Records for the exercise below:

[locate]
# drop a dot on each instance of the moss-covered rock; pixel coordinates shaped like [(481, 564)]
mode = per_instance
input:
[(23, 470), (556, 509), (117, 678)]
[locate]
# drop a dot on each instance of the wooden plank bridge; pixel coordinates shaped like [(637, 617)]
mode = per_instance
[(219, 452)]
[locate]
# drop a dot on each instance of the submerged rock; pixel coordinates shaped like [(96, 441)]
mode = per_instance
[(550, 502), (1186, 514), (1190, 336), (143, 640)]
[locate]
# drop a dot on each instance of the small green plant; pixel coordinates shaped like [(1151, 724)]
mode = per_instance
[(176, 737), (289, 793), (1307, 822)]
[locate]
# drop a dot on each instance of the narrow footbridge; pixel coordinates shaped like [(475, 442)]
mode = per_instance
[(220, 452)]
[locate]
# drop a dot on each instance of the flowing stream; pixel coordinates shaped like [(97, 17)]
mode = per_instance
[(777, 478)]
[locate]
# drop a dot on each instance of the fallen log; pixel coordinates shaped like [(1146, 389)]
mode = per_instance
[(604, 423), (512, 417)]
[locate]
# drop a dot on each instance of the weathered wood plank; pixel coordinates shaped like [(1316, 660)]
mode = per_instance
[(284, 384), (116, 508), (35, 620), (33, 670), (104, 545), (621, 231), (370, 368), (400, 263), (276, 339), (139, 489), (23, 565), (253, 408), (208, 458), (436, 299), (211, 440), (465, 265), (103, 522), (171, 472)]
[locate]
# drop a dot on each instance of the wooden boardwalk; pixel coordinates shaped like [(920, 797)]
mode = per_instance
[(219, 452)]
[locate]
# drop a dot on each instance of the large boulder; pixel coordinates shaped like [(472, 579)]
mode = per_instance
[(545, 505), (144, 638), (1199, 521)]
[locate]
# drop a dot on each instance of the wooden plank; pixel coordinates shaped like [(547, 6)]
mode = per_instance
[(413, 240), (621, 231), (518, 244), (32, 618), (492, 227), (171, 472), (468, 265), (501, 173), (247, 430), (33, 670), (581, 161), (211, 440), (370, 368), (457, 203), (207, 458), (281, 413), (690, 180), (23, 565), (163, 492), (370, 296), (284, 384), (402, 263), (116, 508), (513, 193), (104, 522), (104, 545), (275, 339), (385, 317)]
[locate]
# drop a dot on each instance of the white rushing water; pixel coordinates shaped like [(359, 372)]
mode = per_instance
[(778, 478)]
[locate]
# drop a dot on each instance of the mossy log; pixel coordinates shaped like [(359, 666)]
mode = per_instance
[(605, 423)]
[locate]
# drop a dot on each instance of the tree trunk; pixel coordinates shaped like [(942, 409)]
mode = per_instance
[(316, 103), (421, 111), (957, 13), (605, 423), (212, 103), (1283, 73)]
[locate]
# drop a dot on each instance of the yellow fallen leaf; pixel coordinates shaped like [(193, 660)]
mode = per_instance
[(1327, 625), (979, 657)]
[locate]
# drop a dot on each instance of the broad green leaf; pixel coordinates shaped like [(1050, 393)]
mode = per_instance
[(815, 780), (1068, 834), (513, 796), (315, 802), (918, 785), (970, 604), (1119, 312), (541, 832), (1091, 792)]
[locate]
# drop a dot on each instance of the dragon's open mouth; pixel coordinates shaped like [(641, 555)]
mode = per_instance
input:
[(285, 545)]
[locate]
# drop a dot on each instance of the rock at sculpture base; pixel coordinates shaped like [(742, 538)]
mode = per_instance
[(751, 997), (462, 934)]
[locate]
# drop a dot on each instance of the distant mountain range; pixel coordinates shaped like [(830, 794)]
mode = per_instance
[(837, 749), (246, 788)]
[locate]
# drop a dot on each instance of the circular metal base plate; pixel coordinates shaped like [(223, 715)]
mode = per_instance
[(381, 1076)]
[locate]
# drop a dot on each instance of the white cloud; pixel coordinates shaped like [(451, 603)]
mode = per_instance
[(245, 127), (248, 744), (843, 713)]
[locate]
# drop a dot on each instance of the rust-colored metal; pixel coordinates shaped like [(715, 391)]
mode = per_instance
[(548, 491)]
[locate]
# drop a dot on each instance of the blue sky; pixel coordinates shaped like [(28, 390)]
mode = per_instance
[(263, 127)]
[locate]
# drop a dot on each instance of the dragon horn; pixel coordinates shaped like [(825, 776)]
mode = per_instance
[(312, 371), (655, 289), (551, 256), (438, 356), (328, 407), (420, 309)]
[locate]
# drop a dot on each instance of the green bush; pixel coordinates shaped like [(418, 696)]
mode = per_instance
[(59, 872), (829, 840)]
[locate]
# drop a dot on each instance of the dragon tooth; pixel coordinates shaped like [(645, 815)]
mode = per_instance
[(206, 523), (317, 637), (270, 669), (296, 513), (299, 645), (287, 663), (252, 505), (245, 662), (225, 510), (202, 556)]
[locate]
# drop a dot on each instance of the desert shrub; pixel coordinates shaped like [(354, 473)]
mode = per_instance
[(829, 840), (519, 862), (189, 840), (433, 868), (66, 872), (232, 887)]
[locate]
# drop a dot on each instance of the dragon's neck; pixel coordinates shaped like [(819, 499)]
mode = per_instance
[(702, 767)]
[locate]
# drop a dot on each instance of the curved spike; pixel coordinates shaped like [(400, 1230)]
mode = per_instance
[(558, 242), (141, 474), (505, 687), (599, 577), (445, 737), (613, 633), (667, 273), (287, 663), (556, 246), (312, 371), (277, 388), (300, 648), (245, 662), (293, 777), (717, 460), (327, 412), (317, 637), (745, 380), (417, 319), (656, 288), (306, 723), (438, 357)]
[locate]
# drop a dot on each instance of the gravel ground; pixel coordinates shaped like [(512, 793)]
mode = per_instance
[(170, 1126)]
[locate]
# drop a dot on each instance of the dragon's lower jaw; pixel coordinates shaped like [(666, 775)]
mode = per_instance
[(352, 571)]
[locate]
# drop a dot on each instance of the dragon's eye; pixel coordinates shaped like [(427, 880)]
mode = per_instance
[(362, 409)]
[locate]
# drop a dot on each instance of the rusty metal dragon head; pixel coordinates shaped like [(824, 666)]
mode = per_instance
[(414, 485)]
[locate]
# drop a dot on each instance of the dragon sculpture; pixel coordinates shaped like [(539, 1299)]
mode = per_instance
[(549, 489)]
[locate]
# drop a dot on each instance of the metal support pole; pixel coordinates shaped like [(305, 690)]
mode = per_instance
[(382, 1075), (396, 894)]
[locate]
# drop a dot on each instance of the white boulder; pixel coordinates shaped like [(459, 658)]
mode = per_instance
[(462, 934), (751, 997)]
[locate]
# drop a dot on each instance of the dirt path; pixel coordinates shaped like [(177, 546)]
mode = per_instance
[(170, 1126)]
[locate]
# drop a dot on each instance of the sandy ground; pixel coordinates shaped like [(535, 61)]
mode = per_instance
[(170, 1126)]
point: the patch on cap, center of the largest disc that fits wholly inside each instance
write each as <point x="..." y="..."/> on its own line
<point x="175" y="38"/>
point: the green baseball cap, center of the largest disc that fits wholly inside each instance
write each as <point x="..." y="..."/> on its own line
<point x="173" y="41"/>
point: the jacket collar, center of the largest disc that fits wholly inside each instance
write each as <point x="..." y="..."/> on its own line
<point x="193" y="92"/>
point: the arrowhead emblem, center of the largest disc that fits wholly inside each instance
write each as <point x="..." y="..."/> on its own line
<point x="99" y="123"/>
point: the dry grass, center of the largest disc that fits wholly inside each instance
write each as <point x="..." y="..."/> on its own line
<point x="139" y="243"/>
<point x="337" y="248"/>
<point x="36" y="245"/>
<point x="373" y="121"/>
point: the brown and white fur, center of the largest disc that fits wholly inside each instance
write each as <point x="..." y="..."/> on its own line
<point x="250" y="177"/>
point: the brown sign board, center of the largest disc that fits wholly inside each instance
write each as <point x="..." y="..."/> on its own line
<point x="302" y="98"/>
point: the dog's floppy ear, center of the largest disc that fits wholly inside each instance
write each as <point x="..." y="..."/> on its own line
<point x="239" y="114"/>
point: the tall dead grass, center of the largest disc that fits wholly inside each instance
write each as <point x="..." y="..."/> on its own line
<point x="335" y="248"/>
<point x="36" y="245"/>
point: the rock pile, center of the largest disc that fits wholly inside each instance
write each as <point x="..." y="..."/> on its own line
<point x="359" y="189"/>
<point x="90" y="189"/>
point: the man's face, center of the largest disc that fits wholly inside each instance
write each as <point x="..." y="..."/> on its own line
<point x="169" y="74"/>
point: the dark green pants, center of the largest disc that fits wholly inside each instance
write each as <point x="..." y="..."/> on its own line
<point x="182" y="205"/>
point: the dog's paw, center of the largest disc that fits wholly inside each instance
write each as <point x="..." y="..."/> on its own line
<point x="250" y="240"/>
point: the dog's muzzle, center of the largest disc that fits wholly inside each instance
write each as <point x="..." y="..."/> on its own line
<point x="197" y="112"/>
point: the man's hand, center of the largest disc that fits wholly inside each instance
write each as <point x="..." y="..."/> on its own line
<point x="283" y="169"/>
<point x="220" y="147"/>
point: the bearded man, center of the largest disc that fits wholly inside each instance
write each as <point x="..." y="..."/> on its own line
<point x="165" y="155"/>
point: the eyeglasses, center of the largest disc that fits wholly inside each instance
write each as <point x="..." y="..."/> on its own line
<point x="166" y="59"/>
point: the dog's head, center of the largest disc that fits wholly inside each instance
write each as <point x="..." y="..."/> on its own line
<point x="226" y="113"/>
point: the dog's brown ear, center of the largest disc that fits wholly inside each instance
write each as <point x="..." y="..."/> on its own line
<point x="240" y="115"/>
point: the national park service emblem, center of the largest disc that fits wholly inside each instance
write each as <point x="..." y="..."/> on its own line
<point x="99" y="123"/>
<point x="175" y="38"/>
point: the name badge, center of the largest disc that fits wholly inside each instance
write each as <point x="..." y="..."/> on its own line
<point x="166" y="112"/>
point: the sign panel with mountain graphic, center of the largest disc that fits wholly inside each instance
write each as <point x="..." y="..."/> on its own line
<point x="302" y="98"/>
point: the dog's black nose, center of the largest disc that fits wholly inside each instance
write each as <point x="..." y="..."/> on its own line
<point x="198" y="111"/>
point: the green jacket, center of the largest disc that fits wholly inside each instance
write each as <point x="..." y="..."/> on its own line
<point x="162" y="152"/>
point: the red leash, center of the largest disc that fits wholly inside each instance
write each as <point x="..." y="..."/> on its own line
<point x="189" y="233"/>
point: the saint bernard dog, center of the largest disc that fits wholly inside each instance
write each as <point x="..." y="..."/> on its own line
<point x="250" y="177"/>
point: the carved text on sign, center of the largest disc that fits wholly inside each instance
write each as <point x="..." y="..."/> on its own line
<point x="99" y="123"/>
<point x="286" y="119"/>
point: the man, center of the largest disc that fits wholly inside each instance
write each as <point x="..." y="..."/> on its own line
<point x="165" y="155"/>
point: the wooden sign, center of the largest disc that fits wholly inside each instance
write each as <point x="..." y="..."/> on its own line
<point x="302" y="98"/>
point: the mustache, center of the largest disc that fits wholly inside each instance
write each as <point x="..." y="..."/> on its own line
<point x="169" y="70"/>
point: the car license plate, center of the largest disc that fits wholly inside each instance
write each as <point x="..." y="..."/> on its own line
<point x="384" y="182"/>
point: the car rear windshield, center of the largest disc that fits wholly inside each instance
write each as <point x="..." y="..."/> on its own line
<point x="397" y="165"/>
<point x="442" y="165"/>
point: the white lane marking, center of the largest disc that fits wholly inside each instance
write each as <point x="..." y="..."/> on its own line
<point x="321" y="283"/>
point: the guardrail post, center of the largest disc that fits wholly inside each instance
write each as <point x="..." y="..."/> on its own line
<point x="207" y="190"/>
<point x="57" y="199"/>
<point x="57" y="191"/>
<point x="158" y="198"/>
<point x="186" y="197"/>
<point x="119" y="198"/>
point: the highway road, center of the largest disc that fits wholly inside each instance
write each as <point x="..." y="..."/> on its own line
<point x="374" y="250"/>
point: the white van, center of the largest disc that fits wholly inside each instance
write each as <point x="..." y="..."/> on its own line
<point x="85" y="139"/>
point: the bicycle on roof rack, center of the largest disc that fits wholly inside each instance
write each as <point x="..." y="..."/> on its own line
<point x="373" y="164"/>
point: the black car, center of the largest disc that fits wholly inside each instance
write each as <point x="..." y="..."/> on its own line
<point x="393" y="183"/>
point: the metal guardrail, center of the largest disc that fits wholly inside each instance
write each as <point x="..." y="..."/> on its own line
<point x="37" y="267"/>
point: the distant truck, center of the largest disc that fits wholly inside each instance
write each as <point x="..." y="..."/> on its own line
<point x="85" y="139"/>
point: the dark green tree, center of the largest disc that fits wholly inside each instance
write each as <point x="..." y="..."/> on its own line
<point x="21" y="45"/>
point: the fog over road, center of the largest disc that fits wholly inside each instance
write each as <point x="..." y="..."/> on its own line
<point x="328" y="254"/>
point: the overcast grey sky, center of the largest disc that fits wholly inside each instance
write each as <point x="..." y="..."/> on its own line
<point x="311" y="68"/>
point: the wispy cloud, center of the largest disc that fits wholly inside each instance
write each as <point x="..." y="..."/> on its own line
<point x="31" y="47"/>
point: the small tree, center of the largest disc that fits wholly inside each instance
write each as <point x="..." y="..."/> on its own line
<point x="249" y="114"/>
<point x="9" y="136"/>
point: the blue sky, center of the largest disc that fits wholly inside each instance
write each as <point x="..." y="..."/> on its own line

End of Records for the exercise.

-- Required work --
Every line of the entries above that includes "boulder" should be copied.

-- Output of the exercise --
# drop a dot on each instance of the large boulder; pixel coordinates shaped like [(472, 579)]
# drop a dot on each instance of the white boulder; pixel coordinates shaped like [(459, 658)]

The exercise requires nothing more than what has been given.